### INSTRUCTION A:
Answer these questions using the comment on migration in China, one answer per line:
(i) Which sector, besides the economy, is the central government trying to cool down?
(ii) In Shenzhen's rise, which came first: factories or migration?
(iii) What is causing Guangdong province to curb the factories?
### INSTRUCTION B:
Quote the comment on migration in China word for word, starting at "Your arguments do" and ending at "would be unemployed.".

Your arguments do not come in line with what's happening in China today. The cities are not bursting with construction fever anymore. The central government is trying to cool the economy, and scaling back on major infrastructure projects and trying to cool down the housing sector. Construction jobs that are low-skilled and perfect for these migrant peasants are evaporating. I doubt even Shanghai has a few million of these available jobs for the taking. The peasants would be unemployed. 

Shenzhen's rise has much to do with Hong Kongers' investments in the delta, with plenty of factories to take in out-of-province migrants. But the process started with factories first, then migration, not the other way around. What you're suggesting is migrants can flood the cities as there are jobs waiting for them. That's not the case. 

Even now, Guangdong province is curbing the factories as environmental laws get tougher, meaning these large deposits of jobs are moving further inland, putting pressure on inland cities whose infrastructure are not as well developed as the east coast.

We do not have job openings of 90+ million in the cities waiting for peasants to fill up. The economic environment is not there to support these large movements. If your argument is true, then wages would've shot through the roof long ago as companies fought for staff and migration restrictions relaxed to let labour move to places of need. That is simply not the case.

### DATA FOR REVIEW:
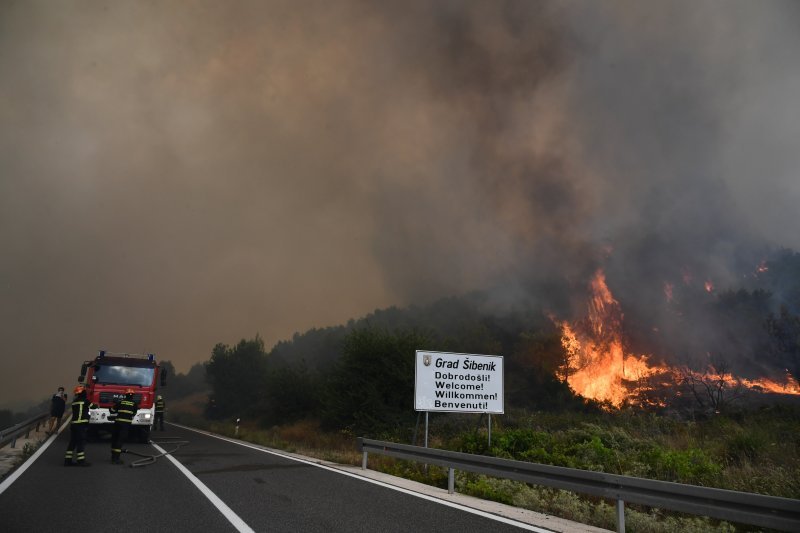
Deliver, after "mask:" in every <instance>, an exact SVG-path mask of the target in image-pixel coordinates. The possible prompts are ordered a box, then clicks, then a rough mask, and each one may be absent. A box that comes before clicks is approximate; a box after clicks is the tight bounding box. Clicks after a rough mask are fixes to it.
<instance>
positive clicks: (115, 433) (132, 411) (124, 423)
mask: <svg viewBox="0 0 800 533" xmlns="http://www.w3.org/2000/svg"><path fill="white" fill-rule="evenodd" d="M138 410H139V404H138V403H137V402H136V401H135V400H134V399H133V389H130V388H129V389H125V397H124V398H122V399H119V400H117V401H116V403H115V404H114V406H113V407H112V408H111V414H112V416H114V417H115V418H114V434H113V437H112V439H111V462H112V463H113V464H115V465H121V464H125V463H124V461H123V460H122V459H120V457H119V456H120V454H121V453H122V443H123V442H125V439H127V438H128V431H129V430H130V427H131V423H133V417H134V415H135V414H136V411H138Z"/></svg>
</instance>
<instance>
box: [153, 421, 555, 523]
mask: <svg viewBox="0 0 800 533" xmlns="http://www.w3.org/2000/svg"><path fill="white" fill-rule="evenodd" d="M171 425H173V426H176V427H179V428H183V429H188V430H189V431H194V432H195V433H200V434H201V435H206V436H208V437H214V438H215V439H219V440H224V441H226V442H230V443H233V444H238V445H239V446H244V447H245V448H250V449H252V450H256V451H259V452H264V453H269V454H271V455H277V456H278V457H283V458H285V459H291V460H292V461H297V462H298V463H305V464H307V465H311V466H316V467H317V468H322V469H323V470H328V471H330V472H336V473H337V474H342V475H344V476H348V477H352V478H355V479H359V480H361V481H366V482H368V483H374V484H375V485H380V486H381V487H386V488H389V489H392V490H396V491H398V492H402V493H404V494H409V495H411V496H416V497H417V498H422V499H423V500H428V501H432V502H435V503H439V504H441V505H446V506H448V507H453V508H455V509H460V510H462V511H465V512H468V513H472V514H476V515H478V516H482V517H484V518H489V519H491V520H496V521H497V522H502V523H504V524H509V525H512V526H516V527H518V528H520V529H525V530H528V531H535V532H536V533H553V530H552V529H544V528H540V527H537V526H534V525H531V524H526V523H525V522H518V521H516V520H512V519H510V518H505V517H503V516H498V515H496V514H492V513H487V512H486V511H481V510H480V509H473V508H472V507H467V506H465V505H461V504H460V503H455V502H448V501H447V500H440V499H439V498H436V497H434V496H428V495H427V494H422V493H419V492H414V491H413V490H409V489H405V488H403V487H397V486H395V485H389V484H388V483H384V482H383V481H378V480H376V479H370V478H367V477H363V476H359V475H357V474H352V473H350V472H346V471H344V470H339V469H337V468H331V467H330V466H325V465H321V464H319V463H314V462H312V461H305V460H303V459H298V458H297V457H292V456H291V455H284V454H282V453H278V452H275V451H273V450H267V449H265V448H260V447H258V446H255V445H252V444H247V443H244V442H241V441H237V440H234V439H229V438H227V437H222V436H220V435H214V434H213V433H208V432H207V431H202V430H199V429H195V428H190V427H188V426H182V425H180V424H175V423H172V424H171ZM153 446H155V444H154V445H153ZM167 457H169V456H167ZM169 458H170V459H172V457H169ZM173 460H174V459H173Z"/></svg>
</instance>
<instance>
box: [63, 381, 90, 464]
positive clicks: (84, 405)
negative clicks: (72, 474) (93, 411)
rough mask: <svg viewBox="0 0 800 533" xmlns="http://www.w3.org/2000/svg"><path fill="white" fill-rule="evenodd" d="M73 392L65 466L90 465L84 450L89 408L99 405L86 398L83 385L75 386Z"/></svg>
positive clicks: (88, 422) (85, 393) (85, 395)
mask: <svg viewBox="0 0 800 533" xmlns="http://www.w3.org/2000/svg"><path fill="white" fill-rule="evenodd" d="M73 394H74V397H73V400H72V422H71V423H70V425H69V432H70V435H69V445H68V446H67V452H66V453H65V454H64V466H72V465H77V466H90V463H88V462H87V461H86V455H85V453H84V451H83V450H84V449H85V448H86V432H87V430H88V429H89V409H91V408H94V407H97V405H95V404H93V403H91V402H89V400H88V399H87V398H86V389H85V388H84V386H83V385H78V386H77V387H75V390H74V391H73ZM73 459H75V462H73Z"/></svg>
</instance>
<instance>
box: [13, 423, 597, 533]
mask: <svg viewBox="0 0 800 533" xmlns="http://www.w3.org/2000/svg"><path fill="white" fill-rule="evenodd" d="M164 437H166V439H165V438H164ZM159 438H161V439H162V441H161V444H160V445H159V447H163V448H166V449H170V448H172V447H173V446H172V444H170V439H180V440H187V441H189V443H188V444H187V445H185V446H184V447H182V448H180V449H179V450H178V451H177V452H175V453H174V454H173V457H174V458H175V459H176V460H177V462H178V463H179V464H180V465H181V466H180V467H178V466H176V465H175V464H173V463H172V462H171V461H169V460H167V458H164V457H162V458H159V459H158V460H157V461H156V462H155V463H154V464H151V465H148V466H144V467H137V468H130V467H129V465H130V463H131V461H134V460H137V459H139V457H138V456H134V455H132V454H127V455H124V459H125V460H126V461H127V463H128V465H127V466H117V465H112V464H110V462H109V445H108V442H105V441H101V442H93V443H90V444H89V446H88V448H87V457H88V458H89V460H90V461H91V462H92V466H91V467H88V468H78V467H72V468H65V467H64V466H63V453H64V449H65V447H66V443H67V441H68V431H65V432H62V434H61V435H60V436H59V437H58V439H57V440H56V441H55V442H54V443H53V444H52V445H51V446H49V447H48V448H47V449H46V450H45V451H44V453H43V454H42V455H41V456H40V457H39V458H38V459H37V460H36V462H35V463H34V464H33V465H32V466H31V467H30V468H29V469H28V470H26V471H25V472H23V473H22V475H21V476H20V477H19V478H18V479H17V480H16V481H14V482H13V484H11V486H10V487H8V488H7V489H6V490H5V491H4V492H2V493H0V516H2V517H3V531H4V532H9V533H11V532H17V531H19V532H22V531H56V530H57V531H63V532H65V533H70V532H73V531H74V532H82V531H120V532H126V531H141V530H142V529H143V528H144V529H148V530H153V531H236V530H237V527H236V526H237V525H238V526H239V527H238V530H239V531H247V530H248V528H250V529H252V530H255V531H287V532H290V531H291V532H295V531H308V532H320V533H323V532H324V533H333V532H337V531H341V532H351V531H397V532H401V531H402V532H406V531H458V532H471V531H487V532H488V531H491V532H498V533H499V532H506V531H507V532H511V531H521V529H520V528H518V527H515V526H514V525H513V522H512V521H509V520H507V519H506V520H503V519H502V518H500V517H494V518H491V517H488V516H485V514H486V513H483V514H475V513H470V512H466V511H465V510H463V509H459V508H458V507H453V506H448V505H442V504H441V503H436V501H435V500H433V499H430V498H426V497H424V495H421V494H418V495H416V496H415V495H412V494H409V493H408V492H407V491H398V490H394V489H392V488H388V487H386V486H383V485H382V484H376V483H373V482H369V481H368V480H365V479H358V478H356V477H353V476H351V475H346V474H343V473H342V472H341V471H339V472H336V471H332V470H331V469H329V468H327V469H326V468H321V467H320V466H317V465H315V464H312V463H309V462H305V461H298V460H293V459H289V458H287V457H286V456H282V455H276V454H275V453H265V452H264V451H262V450H260V449H256V448H255V447H252V446H242V445H240V444H235V443H232V442H229V441H228V440H223V439H219V438H214V437H210V436H207V435H205V434H201V433H199V432H195V431H189V430H186V429H182V428H179V427H176V426H172V425H170V426H169V429H168V431H166V432H164V433H158V434H157V435H155V436H154V439H155V440H158V439H159ZM126 448H127V449H129V450H131V451H135V452H137V453H141V454H148V455H150V454H156V453H158V452H157V451H156V449H154V447H152V446H150V445H145V444H128V445H126ZM179 468H180V469H179ZM181 469H186V470H187V471H188V472H189V476H190V477H194V478H196V479H197V480H199V482H200V483H201V484H202V490H200V489H198V487H197V486H195V485H194V484H193V483H192V481H191V479H190V478H189V477H186V476H185V475H184V474H183V472H182V471H181ZM209 494H211V495H212V496H213V497H214V498H218V499H219V500H220V501H221V502H222V505H223V507H224V509H223V510H222V511H221V510H220V509H218V508H217V507H215V506H214V505H212V503H211V502H210V501H209V499H208V498H209V496H208V495H209ZM523 512H524V511H523ZM555 521H557V519H554V522H555ZM518 525H519V526H521V527H527V528H528V530H533V531H537V530H538V531H544V530H542V529H537V528H535V527H530V526H527V525H526V524H524V523H518ZM579 529H580V531H597V530H596V528H590V527H588V526H586V527H585V528H584V527H580V528H579ZM562 531H563V529H562Z"/></svg>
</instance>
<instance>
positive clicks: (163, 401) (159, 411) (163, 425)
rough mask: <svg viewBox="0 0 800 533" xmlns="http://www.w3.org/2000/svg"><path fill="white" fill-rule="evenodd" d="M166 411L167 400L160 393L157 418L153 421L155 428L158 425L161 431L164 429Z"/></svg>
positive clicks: (156, 409)
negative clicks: (165, 414)
mask: <svg viewBox="0 0 800 533" xmlns="http://www.w3.org/2000/svg"><path fill="white" fill-rule="evenodd" d="M164 411H166V402H164V398H163V397H162V396H161V395H160V394H159V395H158V398H156V419H155V421H154V422H153V429H156V427H158V429H159V430H160V431H164Z"/></svg>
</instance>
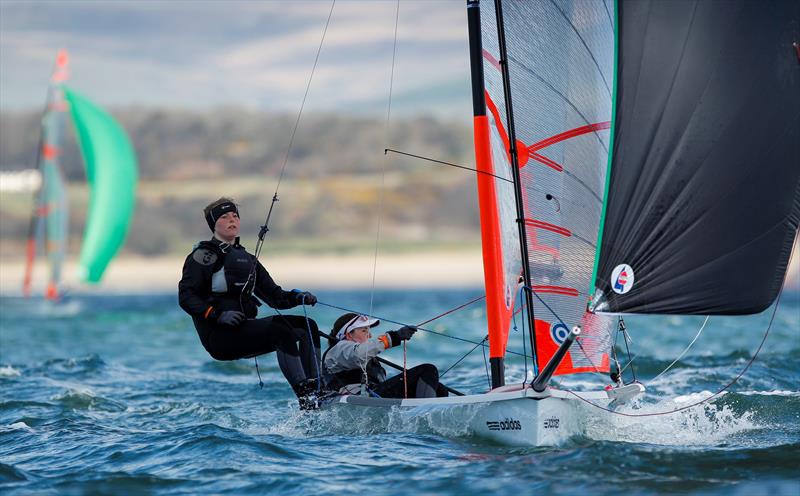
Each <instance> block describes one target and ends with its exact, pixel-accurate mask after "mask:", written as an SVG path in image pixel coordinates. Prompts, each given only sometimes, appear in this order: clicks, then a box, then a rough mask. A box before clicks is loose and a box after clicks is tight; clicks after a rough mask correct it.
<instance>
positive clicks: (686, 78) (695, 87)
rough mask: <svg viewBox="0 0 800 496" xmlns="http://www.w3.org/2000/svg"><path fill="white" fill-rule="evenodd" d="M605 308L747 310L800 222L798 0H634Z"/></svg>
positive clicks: (645, 311) (622, 118) (757, 310)
mask: <svg viewBox="0 0 800 496" xmlns="http://www.w3.org/2000/svg"><path fill="white" fill-rule="evenodd" d="M618 22H619V34H618V37H619V40H618V50H619V54H618V67H619V69H618V73H617V80H618V83H617V95H616V114H615V121H614V131H613V134H614V146H613V152H612V160H611V164H610V169H611V173H610V183H609V188H608V201H607V207H606V212H605V219H606V220H605V225H604V229H603V234H602V243H601V245H600V247H599V250H598V252H599V258H598V266H597V271H596V279H595V280H594V284H595V285H596V293H595V300H594V302H593V308H594V309H595V310H597V311H605V312H615V313H665V314H703V315H709V314H749V313H755V312H759V311H762V310H764V309H765V308H766V307H767V306H769V305H770V304H771V303H772V301H773V300H774V299H775V297H776V295H777V294H778V292H779V291H780V288H781V284H782V282H783V278H784V274H785V272H786V267H787V264H788V260H789V255H790V252H791V248H792V243H793V240H794V238H795V236H796V232H797V228H798V224H800V48H799V47H798V42H800V2H797V1H796V0H773V1H769V2H754V1H746V0H736V1H734V0H728V1H724V2H695V1H672V2H658V1H645V0H636V1H622V2H620V4H619V16H618Z"/></svg>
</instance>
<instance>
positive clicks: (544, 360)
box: [336, 0, 800, 445]
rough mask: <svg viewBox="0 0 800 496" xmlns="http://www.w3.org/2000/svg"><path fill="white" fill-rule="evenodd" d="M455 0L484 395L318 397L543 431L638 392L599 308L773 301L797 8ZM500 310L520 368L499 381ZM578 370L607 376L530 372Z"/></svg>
mask: <svg viewBox="0 0 800 496" xmlns="http://www.w3.org/2000/svg"><path fill="white" fill-rule="evenodd" d="M467 3H468V16H469V27H470V53H471V62H472V70H473V73H472V82H473V108H474V114H475V148H476V163H477V172H478V174H477V176H478V194H479V199H480V211H481V231H482V246H483V259H484V270H485V287H486V301H487V320H488V324H489V343H490V346H489V347H490V363H491V385H492V389H491V391H489V392H488V393H485V394H473V395H467V396H460V397H451V398H445V399H404V400H399V399H397V400H393V399H380V398H369V397H363V396H357V395H356V396H342V397H339V398H338V399H337V400H336V402H337V403H339V404H346V405H358V406H384V407H385V406H400V407H419V406H428V407H432V406H441V407H442V408H445V409H447V411H448V415H449V416H450V418H460V419H461V421H462V422H464V423H465V424H467V425H469V427H470V429H472V431H473V432H475V433H476V434H479V435H482V436H485V437H488V438H491V439H494V440H496V441H500V442H503V443H508V444H528V445H531V444H532V445H540V444H554V443H559V442H561V441H563V440H564V439H566V438H568V437H570V436H572V435H575V434H579V433H580V432H582V426H583V425H585V417H586V416H587V415H592V411H591V409H589V410H588V411H587V410H586V409H582V408H580V407H581V406H583V405H580V401H584V402H587V403H589V404H592V405H594V406H596V407H600V408H602V409H604V410H606V411H612V410H611V409H610V408H612V407H613V406H614V404H618V403H619V402H621V401H624V400H627V399H629V398H631V397H633V396H636V395H637V394H639V393H641V392H642V391H644V387H643V386H642V385H641V384H639V383H636V382H633V383H631V384H628V385H624V384H623V383H622V381H621V380H620V378H619V376H620V375H621V373H622V367H621V366H620V364H619V363H618V362H616V358H614V362H615V363H614V368H613V369H612V366H611V361H612V358H611V357H612V353H611V343H612V326H613V324H614V322H613V321H612V320H611V317H610V316H608V315H607V313H608V312H613V313H625V312H637V313H681V314H692V313H695V314H698V313H699V314H705V315H711V314H747V313H755V312H759V311H762V310H764V309H765V308H766V307H767V306H769V305H770V304H771V303H772V302H773V301H774V300H775V298H776V296H777V294H778V292H779V290H780V288H781V285H782V281H783V280H784V277H785V272H786V265H787V263H788V259H789V255H790V252H791V247H792V245H793V241H794V239H795V238H796V236H797V229H798V224H800V169H798V168H797V167H793V164H797V163H800V150H799V149H798V147H797V143H798V142H800V139H799V138H800V136H798V133H800V125H798V124H800V114H798V113H797V112H796V111H795V112H793V111H792V110H791V109H798V108H800V92H798V91H797V89H798V88H800V80H799V78H800V73H798V71H797V70H796V69H797V68H796V67H795V66H796V64H797V60H796V59H797V57H796V54H795V53H794V52H793V50H792V47H793V36H794V34H795V33H793V32H792V30H791V23H792V20H793V19H797V18H798V15H797V13H798V6H797V4H796V3H792V2H775V3H772V4H770V6H769V8H762V7H761V6H758V5H756V4H753V3H748V2H728V3H725V4H724V5H723V6H712V5H709V4H702V5H701V4H697V3H691V2H685V3H681V4H679V5H673V4H658V3H653V4H652V5H650V4H649V2H620V3H619V4H612V3H611V2H551V3H545V2H509V3H507V4H504V3H503V2H501V1H499V0H497V1H495V2H494V3H493V5H492V4H488V5H487V4H480V3H479V1H478V0H474V1H473V0H470V1H468V2H467ZM719 7H721V8H719ZM751 21H752V22H751ZM745 24H746V25H747V29H744V30H743V29H741V26H742V25H745ZM734 40H735V41H734ZM726 44H730V45H726ZM726 46H732V47H737V48H740V49H737V50H735V52H734V53H735V54H736V55H735V60H736V63H735V64H734V63H733V57H734V56H733V55H732V54H730V53H728V52H726V51H725V50H724V49H723V47H726ZM656 52H657V53H658V54H661V55H662V56H661V57H656ZM712 54H713V56H712ZM742 64H744V65H745V66H748V67H749V66H752V67H754V68H755V70H753V71H751V72H748V73H747V74H746V75H742V74H741V66H742ZM763 74H768V75H766V76H763ZM765 92H766V93H767V94H769V97H763V95H764V93H765ZM729 99H730V100H732V101H734V102H737V103H736V104H735V105H734V104H731V103H730V101H729ZM787 105H788V107H787ZM787 108H788V109H790V110H789V111H786V109H787ZM612 114H613V115H612ZM515 119H516V120H515ZM755 119H758V120H759V122H761V123H762V124H763V126H762V127H761V128H760V130H759V131H758V132H754V131H753V130H752V128H751V126H745V125H736V124H737V123H739V122H749V121H752V120H755ZM765 169H766V170H765ZM764 172H766V173H765V174H764ZM762 174H763V175H762ZM757 177H758V178H759V179H758V180H756V178H757ZM747 191H749V192H750V193H752V194H751V195H749V196H747V195H745V194H744V193H745V192H747ZM767 198H768V200H766V199H767ZM757 199H764V201H758V200H757ZM601 234H602V236H601ZM742 276H744V277H742ZM742 281H749V282H748V283H744V284H743V283H742ZM517 295H522V297H521V298H518V297H517ZM593 296H594V299H593V298H592V297H593ZM590 303H591V305H590ZM517 313H523V314H527V322H528V325H527V326H525V325H523V329H527V331H528V332H529V336H530V344H531V349H532V350H533V362H532V364H531V365H532V367H533V368H534V370H535V373H536V377H535V379H534V381H533V382H532V384H526V383H525V382H523V383H522V384H512V385H505V370H504V359H505V356H506V346H507V342H508V335H509V329H510V328H511V326H512V322H513V321H514V319H515V317H516V314H517ZM523 322H524V321H523ZM530 323H533V324H532V325H531V324H530ZM620 329H621V330H623V331H624V325H623V324H622V322H621V320H620ZM625 338H626V339H627V336H626V337H625ZM573 343H575V345H574V346H572V347H571V348H570V346H571V345H572V344H573ZM614 356H615V355H614ZM525 359H526V361H527V360H528V357H525ZM585 372H591V373H593V374H597V375H599V376H600V377H602V379H601V380H602V381H603V383H605V384H608V382H611V383H612V384H611V385H608V386H605V388H604V389H602V390H599V391H595V392H583V393H580V394H576V393H573V392H572V391H569V390H563V389H559V388H554V387H550V386H548V383H549V381H550V379H551V377H552V376H553V375H556V374H561V375H566V374H576V373H585ZM610 372H611V374H609V373H610ZM530 399H534V400H537V401H529V400H530ZM663 413H664V414H669V413H671V412H663ZM634 415H635V414H634ZM648 415H652V413H648Z"/></svg>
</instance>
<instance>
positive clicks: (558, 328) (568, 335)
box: [550, 322, 569, 345]
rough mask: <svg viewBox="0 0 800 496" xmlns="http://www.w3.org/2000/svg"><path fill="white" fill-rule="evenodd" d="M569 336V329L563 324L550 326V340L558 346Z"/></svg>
mask: <svg viewBox="0 0 800 496" xmlns="http://www.w3.org/2000/svg"><path fill="white" fill-rule="evenodd" d="M567 336H569V329H567V326H565V325H564V324H562V323H561V322H553V323H552V324H550V339H552V340H553V342H554V343H555V344H557V345H561V343H563V342H564V340H565V339H567Z"/></svg>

### TASK SOLUTION A:
(i) The housing sector.
(ii) Factories came first, then migration.
(iii) Environmental laws are getting tougher.

### TASK SOLUTION B:
Your arguments do not come in line with what's happening in China today. The cities are not bursting with construction fever anymore. The central government is trying to cool the economy, and scaling back on major infrastructure projects and trying to cool down the housing sector. Construction jobs that are low-skilled and perfect for these migrant peasants are evaporating. I doubt even Shanghai has a few million of these available jobs for the taking. The peasants would be unemployed.